Written task -
From the line that includes "Mark the groom's" to the last line of the records, inclusive, repeat each line exactly.

Records of labeled points -

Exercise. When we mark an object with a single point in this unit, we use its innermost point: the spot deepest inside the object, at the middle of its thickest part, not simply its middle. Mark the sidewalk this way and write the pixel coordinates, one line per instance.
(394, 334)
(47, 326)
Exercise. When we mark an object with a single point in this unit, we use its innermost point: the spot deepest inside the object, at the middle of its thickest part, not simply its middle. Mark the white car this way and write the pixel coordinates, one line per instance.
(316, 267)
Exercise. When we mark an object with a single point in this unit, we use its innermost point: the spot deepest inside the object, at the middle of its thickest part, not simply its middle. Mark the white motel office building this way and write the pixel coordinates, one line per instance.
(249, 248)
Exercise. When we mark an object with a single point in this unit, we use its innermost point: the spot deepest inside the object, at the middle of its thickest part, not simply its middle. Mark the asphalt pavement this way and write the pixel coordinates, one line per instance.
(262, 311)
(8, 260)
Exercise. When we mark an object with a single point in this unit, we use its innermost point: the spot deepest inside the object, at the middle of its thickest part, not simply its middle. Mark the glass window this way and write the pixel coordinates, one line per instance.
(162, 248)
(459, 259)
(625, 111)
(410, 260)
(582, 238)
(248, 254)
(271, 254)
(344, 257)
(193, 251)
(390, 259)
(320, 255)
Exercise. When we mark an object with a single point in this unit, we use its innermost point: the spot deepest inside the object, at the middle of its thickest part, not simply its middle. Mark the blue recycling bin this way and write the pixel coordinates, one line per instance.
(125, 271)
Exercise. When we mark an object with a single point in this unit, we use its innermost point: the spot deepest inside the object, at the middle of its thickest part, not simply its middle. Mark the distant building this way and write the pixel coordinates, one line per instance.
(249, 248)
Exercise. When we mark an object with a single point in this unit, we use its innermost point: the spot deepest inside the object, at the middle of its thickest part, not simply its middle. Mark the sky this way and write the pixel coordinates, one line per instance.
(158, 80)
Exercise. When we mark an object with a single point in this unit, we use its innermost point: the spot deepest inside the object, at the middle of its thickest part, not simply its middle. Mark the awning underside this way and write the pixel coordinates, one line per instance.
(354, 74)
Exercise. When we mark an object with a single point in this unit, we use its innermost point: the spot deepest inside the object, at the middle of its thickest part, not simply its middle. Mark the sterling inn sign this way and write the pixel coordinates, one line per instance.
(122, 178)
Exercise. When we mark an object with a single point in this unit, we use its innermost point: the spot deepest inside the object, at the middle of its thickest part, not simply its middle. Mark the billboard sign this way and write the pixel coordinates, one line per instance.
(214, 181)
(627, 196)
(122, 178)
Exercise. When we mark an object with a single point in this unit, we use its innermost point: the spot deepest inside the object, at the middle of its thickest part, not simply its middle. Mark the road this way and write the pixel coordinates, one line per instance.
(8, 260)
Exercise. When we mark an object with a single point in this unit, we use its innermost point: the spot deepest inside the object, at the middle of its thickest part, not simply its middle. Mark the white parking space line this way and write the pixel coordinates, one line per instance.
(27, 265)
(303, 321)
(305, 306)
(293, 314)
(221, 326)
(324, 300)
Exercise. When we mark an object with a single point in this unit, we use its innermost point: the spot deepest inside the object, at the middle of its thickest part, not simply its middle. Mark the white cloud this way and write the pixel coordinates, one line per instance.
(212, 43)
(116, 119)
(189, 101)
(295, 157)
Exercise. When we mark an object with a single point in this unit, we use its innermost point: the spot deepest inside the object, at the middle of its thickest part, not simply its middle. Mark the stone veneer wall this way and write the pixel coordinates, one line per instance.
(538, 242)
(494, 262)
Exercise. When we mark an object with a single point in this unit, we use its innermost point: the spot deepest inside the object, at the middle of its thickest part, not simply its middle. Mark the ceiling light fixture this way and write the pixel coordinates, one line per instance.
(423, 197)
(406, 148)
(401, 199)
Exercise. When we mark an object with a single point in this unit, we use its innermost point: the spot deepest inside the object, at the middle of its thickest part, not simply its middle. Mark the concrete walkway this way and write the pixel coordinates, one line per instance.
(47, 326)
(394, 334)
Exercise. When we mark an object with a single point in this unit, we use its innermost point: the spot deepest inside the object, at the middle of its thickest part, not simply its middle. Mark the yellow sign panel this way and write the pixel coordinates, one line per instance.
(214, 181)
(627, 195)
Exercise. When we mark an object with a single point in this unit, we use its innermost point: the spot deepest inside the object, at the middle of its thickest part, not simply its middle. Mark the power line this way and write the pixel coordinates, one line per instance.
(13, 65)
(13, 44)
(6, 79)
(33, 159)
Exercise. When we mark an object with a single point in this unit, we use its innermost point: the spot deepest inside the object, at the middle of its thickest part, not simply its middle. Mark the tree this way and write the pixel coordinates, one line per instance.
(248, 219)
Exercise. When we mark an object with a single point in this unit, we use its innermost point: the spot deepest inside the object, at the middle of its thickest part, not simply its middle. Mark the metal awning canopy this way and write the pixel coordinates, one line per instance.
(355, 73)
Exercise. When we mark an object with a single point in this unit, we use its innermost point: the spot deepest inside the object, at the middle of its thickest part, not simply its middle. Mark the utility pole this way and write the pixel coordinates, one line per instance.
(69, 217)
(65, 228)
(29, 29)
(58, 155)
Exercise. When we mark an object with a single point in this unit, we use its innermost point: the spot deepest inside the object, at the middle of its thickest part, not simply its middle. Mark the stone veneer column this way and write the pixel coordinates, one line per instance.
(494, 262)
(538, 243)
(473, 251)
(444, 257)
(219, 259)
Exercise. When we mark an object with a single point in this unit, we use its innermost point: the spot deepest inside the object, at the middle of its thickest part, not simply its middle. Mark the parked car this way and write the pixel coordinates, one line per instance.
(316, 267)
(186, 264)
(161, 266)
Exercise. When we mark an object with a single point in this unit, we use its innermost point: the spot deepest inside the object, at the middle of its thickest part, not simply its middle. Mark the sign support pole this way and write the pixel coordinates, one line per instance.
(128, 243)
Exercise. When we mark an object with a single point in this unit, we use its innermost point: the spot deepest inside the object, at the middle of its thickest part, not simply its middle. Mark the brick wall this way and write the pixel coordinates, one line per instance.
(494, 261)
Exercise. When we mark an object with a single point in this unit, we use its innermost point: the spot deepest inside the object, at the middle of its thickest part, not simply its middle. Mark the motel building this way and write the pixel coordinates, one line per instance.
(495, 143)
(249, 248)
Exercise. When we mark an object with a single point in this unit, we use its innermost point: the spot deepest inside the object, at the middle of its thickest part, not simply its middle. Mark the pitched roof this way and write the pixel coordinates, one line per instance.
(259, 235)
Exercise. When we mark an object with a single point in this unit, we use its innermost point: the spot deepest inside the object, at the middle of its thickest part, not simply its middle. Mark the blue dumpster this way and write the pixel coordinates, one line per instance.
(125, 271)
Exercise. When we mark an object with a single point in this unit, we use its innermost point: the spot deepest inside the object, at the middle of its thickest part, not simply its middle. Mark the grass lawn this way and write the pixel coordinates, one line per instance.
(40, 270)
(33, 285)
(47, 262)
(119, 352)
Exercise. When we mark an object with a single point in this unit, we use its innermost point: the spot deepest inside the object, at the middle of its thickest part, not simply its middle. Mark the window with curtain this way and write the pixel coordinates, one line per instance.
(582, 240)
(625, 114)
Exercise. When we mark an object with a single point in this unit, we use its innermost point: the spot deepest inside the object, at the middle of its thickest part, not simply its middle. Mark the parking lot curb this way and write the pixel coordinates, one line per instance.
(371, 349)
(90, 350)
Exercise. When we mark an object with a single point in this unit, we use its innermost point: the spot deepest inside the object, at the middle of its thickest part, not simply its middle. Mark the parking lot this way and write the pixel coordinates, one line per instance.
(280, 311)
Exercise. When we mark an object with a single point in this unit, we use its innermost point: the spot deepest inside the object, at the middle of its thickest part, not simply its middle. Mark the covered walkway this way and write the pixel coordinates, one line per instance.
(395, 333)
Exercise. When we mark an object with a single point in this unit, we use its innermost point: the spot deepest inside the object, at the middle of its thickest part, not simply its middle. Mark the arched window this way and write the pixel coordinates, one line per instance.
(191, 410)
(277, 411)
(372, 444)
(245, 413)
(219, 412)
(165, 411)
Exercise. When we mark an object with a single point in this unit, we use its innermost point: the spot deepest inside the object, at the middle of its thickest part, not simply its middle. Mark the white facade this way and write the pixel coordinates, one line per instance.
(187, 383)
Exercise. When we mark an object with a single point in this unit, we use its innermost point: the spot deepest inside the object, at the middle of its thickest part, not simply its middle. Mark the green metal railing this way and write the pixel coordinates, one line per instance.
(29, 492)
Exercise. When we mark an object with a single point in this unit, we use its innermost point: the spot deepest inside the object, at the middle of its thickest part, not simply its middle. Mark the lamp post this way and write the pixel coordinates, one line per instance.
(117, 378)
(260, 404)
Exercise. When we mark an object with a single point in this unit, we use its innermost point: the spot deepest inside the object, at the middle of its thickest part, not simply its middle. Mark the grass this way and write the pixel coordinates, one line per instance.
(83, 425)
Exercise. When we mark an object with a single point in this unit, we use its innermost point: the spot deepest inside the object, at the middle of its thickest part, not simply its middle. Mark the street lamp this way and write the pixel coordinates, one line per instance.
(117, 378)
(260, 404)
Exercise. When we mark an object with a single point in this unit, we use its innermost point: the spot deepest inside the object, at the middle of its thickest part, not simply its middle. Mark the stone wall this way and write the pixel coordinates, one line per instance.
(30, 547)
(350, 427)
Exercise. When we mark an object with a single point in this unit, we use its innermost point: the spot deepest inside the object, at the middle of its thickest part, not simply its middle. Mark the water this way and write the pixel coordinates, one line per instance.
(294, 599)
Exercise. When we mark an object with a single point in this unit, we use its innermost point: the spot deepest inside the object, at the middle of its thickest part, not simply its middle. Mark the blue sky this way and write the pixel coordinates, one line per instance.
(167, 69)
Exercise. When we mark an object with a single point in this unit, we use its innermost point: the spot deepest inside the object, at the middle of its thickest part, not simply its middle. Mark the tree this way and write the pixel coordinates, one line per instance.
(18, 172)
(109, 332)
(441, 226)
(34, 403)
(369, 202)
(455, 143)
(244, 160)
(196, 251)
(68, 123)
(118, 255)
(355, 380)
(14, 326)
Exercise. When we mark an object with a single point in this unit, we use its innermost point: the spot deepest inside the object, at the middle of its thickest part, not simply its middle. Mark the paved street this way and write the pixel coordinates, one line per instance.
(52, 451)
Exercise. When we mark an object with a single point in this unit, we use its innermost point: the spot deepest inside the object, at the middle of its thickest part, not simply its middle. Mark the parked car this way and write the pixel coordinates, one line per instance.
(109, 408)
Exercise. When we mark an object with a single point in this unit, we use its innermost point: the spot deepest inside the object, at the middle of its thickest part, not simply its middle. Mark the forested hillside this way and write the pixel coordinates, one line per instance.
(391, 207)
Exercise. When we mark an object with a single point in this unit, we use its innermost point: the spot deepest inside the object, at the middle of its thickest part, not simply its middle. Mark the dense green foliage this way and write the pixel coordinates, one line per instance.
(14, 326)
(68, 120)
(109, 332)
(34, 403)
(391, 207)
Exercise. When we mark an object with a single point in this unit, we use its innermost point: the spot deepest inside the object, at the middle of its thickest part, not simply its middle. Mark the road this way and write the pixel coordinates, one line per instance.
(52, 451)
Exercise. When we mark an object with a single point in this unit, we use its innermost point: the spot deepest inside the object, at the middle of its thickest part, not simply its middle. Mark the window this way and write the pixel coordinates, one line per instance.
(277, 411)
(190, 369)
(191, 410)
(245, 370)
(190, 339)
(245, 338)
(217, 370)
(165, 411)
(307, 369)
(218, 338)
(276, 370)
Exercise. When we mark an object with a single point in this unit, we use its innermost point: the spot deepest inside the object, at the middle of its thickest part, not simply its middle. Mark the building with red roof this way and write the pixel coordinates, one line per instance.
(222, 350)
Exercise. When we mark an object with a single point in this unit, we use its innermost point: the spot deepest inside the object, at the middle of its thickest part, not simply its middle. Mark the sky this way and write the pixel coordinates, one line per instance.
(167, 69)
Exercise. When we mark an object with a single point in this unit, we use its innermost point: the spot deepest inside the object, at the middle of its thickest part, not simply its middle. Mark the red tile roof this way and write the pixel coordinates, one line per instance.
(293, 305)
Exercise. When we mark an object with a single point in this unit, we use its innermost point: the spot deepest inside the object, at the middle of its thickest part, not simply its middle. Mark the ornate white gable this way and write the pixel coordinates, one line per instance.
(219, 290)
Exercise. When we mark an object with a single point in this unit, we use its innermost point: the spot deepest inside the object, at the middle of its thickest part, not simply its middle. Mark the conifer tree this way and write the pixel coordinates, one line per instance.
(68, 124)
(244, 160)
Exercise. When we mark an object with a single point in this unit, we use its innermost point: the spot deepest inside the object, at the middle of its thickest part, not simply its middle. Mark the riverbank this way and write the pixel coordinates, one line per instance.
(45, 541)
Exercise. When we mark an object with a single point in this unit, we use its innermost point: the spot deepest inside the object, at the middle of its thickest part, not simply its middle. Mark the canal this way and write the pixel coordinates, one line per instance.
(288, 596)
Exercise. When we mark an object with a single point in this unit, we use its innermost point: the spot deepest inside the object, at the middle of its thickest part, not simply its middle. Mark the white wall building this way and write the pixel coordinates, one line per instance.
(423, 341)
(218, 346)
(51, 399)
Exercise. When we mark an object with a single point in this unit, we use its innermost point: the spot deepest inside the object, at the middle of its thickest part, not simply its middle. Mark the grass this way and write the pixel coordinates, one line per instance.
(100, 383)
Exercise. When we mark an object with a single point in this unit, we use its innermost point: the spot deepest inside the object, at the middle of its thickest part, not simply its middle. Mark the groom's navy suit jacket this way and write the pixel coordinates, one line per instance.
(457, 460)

Expected answer -
Exercise. When we mark an object with a single point in this unit, we use its innermost point: the spot deepest inside the object, at the middle of its thickest part, not simply its middle. Mark the groom's navy suit jacket this way and write the pixel coordinates, one line per instance.
(457, 460)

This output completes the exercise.